What you should do: Give again every line from the one with "Can you see the moss-covered" through the last line of the data, exactly, and leave out the lines before it.

************

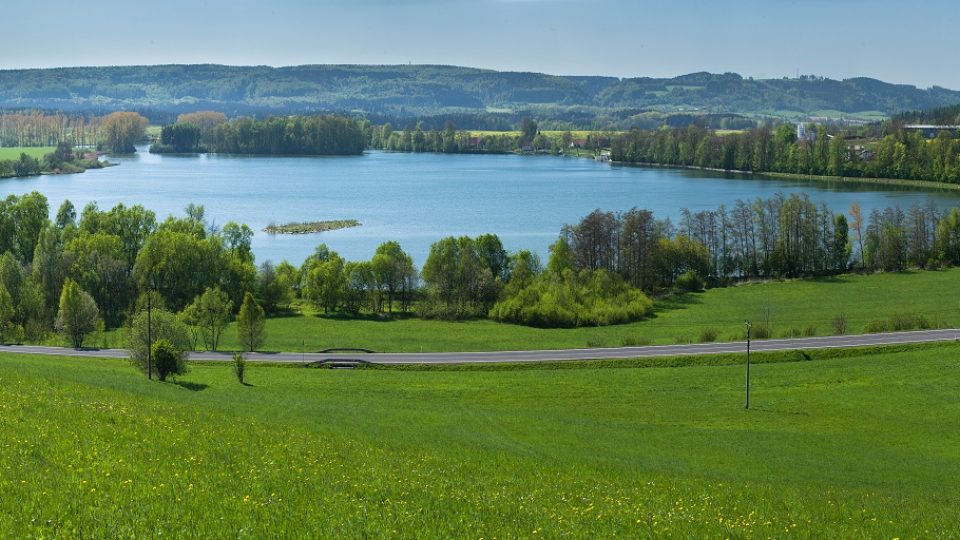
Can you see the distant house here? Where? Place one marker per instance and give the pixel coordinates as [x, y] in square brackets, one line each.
[804, 134]
[932, 130]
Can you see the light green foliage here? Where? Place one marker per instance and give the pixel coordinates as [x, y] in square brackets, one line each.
[324, 279]
[210, 312]
[78, 314]
[829, 451]
[587, 298]
[251, 324]
[6, 314]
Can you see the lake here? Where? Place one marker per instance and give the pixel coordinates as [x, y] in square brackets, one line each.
[420, 198]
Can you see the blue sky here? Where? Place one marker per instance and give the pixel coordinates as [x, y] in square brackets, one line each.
[911, 42]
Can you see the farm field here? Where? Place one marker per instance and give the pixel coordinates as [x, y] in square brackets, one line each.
[33, 151]
[863, 446]
[788, 308]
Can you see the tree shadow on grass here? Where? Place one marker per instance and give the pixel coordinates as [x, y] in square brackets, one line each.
[369, 317]
[675, 302]
[193, 387]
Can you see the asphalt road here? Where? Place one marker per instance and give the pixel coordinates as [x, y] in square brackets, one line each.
[921, 336]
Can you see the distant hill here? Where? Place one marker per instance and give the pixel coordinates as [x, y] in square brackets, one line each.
[426, 90]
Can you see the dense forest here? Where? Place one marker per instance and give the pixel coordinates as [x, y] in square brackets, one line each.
[293, 135]
[899, 153]
[425, 91]
[120, 261]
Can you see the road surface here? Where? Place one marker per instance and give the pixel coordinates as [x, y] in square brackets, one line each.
[893, 338]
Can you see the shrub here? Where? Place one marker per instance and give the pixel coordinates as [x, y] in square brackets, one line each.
[708, 335]
[167, 359]
[239, 366]
[839, 324]
[761, 332]
[690, 281]
[634, 341]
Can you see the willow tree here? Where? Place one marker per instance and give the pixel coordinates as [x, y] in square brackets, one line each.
[121, 130]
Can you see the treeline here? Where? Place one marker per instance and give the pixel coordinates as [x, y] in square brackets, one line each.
[115, 132]
[902, 154]
[450, 140]
[293, 135]
[784, 236]
[62, 160]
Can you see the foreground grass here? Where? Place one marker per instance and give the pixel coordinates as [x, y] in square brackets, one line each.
[859, 447]
[13, 152]
[795, 307]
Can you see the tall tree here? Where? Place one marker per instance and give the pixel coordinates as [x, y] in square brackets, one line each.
[78, 314]
[251, 324]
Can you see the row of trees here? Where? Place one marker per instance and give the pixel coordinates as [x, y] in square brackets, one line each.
[293, 135]
[901, 153]
[116, 132]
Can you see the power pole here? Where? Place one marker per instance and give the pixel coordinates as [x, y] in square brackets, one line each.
[749, 326]
[150, 335]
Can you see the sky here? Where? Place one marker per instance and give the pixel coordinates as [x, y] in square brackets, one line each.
[911, 42]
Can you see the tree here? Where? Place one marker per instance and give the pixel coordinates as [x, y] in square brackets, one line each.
[162, 325]
[251, 324]
[168, 359]
[121, 130]
[210, 312]
[78, 314]
[6, 312]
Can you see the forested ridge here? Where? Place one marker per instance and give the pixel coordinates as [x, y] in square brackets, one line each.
[425, 90]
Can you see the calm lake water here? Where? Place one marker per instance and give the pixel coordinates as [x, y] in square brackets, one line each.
[420, 198]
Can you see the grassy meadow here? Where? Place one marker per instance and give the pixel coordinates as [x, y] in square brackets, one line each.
[789, 308]
[865, 446]
[13, 152]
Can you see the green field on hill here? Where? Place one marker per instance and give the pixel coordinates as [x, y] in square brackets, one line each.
[792, 308]
[13, 152]
[860, 447]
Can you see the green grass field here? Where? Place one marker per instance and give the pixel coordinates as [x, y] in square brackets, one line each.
[11, 153]
[794, 307]
[860, 447]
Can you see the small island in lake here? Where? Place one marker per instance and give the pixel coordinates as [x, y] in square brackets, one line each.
[311, 227]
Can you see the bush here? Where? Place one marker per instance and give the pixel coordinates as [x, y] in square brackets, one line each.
[167, 359]
[596, 298]
[839, 324]
[761, 332]
[898, 322]
[634, 341]
[708, 335]
[239, 366]
[165, 326]
[690, 281]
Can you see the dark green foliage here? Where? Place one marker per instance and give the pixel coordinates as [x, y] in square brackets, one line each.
[690, 281]
[251, 324]
[307, 135]
[167, 359]
[182, 137]
[899, 154]
[562, 297]
[165, 326]
[239, 364]
[78, 314]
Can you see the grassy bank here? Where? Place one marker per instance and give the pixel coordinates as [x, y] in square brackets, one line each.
[857, 447]
[13, 153]
[790, 308]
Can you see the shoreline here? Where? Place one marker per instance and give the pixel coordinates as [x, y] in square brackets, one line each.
[925, 184]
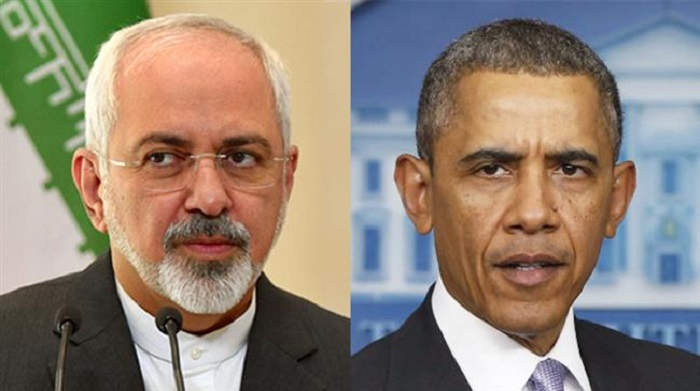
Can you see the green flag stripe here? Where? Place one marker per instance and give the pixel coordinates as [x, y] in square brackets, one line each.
[44, 48]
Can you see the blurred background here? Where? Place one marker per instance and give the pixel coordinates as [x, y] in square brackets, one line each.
[46, 48]
[646, 283]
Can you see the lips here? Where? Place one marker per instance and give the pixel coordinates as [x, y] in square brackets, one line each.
[530, 270]
[206, 247]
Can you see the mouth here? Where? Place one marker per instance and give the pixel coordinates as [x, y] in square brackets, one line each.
[530, 270]
[214, 248]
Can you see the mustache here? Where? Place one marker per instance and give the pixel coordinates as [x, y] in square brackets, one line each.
[201, 225]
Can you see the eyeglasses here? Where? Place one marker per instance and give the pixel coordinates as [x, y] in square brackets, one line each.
[168, 171]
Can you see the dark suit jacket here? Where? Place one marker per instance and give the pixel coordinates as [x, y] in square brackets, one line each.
[293, 344]
[416, 358]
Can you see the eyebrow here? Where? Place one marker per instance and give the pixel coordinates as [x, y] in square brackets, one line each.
[495, 154]
[162, 138]
[176, 141]
[572, 155]
[246, 140]
[501, 155]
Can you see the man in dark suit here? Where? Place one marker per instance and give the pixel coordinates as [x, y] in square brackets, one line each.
[188, 167]
[519, 132]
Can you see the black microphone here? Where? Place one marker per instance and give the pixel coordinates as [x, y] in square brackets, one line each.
[66, 322]
[169, 321]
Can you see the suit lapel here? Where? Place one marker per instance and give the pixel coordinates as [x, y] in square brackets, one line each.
[279, 346]
[605, 369]
[420, 344]
[101, 355]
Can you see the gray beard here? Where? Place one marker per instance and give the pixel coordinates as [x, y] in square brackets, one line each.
[212, 287]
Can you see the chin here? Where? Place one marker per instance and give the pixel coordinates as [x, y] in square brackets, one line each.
[527, 322]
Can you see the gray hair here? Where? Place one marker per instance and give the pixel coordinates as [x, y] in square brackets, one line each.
[100, 97]
[511, 46]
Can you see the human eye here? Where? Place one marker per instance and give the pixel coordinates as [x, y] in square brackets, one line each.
[572, 170]
[491, 170]
[162, 159]
[241, 159]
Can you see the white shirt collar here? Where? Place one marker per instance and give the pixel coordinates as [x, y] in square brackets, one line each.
[485, 354]
[213, 348]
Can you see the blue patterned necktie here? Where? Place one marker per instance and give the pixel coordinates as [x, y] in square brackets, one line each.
[548, 376]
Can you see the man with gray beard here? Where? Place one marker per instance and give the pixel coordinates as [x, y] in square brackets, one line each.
[188, 167]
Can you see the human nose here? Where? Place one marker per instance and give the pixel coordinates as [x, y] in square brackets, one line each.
[533, 206]
[206, 192]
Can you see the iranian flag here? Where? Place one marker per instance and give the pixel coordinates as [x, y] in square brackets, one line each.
[46, 48]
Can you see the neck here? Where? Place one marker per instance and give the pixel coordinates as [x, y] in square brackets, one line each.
[151, 301]
[541, 343]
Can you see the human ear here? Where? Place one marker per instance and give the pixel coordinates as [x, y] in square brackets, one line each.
[413, 177]
[624, 183]
[87, 180]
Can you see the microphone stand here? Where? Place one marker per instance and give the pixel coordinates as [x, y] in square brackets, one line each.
[172, 330]
[169, 321]
[66, 321]
[66, 329]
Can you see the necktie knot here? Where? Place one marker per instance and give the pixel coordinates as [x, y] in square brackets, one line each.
[548, 376]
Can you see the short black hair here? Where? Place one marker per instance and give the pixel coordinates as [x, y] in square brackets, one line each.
[511, 46]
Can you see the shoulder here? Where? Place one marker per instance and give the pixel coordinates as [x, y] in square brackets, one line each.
[326, 325]
[34, 305]
[594, 334]
[370, 366]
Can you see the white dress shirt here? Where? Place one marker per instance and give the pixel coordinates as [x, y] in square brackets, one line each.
[209, 362]
[492, 361]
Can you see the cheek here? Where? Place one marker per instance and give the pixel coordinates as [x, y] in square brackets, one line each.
[584, 219]
[465, 224]
[259, 214]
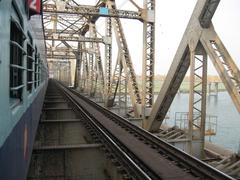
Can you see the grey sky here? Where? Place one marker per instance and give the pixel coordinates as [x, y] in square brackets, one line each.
[171, 19]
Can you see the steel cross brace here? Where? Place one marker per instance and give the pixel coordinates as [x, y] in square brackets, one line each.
[196, 31]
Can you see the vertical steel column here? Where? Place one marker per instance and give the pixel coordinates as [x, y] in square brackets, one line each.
[99, 74]
[108, 60]
[148, 57]
[91, 64]
[78, 66]
[197, 101]
[115, 81]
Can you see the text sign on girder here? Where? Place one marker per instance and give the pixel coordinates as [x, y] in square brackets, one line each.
[34, 6]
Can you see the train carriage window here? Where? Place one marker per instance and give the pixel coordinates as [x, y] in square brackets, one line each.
[36, 68]
[17, 52]
[30, 62]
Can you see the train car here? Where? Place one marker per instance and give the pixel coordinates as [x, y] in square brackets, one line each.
[23, 81]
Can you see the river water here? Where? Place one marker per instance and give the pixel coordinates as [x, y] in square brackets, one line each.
[228, 118]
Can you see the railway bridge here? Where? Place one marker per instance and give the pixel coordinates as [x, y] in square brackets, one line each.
[81, 57]
[98, 119]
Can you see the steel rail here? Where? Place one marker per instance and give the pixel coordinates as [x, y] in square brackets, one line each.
[188, 163]
[132, 166]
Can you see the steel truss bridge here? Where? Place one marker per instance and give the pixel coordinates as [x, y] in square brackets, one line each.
[74, 55]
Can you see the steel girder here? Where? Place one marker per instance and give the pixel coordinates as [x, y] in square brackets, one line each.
[181, 61]
[148, 58]
[90, 11]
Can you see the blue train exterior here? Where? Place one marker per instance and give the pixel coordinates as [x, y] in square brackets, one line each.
[23, 81]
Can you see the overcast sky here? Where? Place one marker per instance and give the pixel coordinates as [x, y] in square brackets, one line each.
[172, 17]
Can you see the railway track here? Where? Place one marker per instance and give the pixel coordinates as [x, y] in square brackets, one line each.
[135, 152]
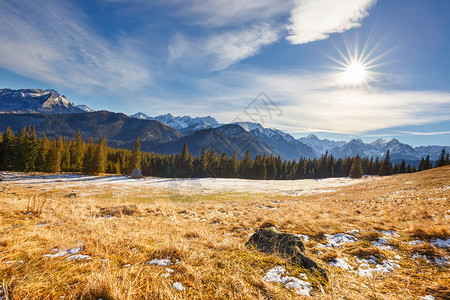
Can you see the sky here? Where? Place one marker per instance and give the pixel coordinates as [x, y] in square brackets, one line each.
[338, 69]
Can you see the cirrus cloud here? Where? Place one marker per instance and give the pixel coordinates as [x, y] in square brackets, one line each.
[313, 20]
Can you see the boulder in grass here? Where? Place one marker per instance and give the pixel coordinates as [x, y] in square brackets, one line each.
[136, 174]
[117, 211]
[285, 245]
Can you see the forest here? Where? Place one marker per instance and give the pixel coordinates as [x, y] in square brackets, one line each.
[24, 151]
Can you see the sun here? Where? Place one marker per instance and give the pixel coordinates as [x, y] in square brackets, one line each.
[354, 74]
[358, 67]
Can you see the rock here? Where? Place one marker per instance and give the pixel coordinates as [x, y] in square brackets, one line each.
[117, 211]
[285, 245]
[136, 174]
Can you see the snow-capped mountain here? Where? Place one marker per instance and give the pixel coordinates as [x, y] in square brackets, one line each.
[237, 136]
[320, 146]
[378, 148]
[37, 101]
[183, 124]
[85, 108]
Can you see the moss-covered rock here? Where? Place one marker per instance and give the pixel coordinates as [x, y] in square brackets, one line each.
[285, 245]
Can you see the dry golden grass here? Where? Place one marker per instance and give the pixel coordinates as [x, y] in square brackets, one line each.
[206, 234]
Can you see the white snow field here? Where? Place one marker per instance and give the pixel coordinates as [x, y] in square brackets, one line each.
[185, 186]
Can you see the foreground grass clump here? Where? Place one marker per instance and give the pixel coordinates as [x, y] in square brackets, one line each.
[115, 243]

************

Solution for this exercise:
Can you see the moss-covered rock here? Where? Place one marker per instance and give the pixel coordinates as [x, y] in square brackets, one line each.
[285, 245]
Can you see the dry golden grass here? Where? Place one marker per instance and give the pixel coordinates as [x, y] in square brackets, one line each.
[206, 234]
Can you see the white snow field here? Where? Place one marker per instance and give the pixel coordinates as [x, y] in square brackets, one line each.
[185, 186]
Can you see the foreground grass clump here? Where? Place one marker per instance and give the pixel coordinates as [x, y] in square brackets, one line each.
[115, 243]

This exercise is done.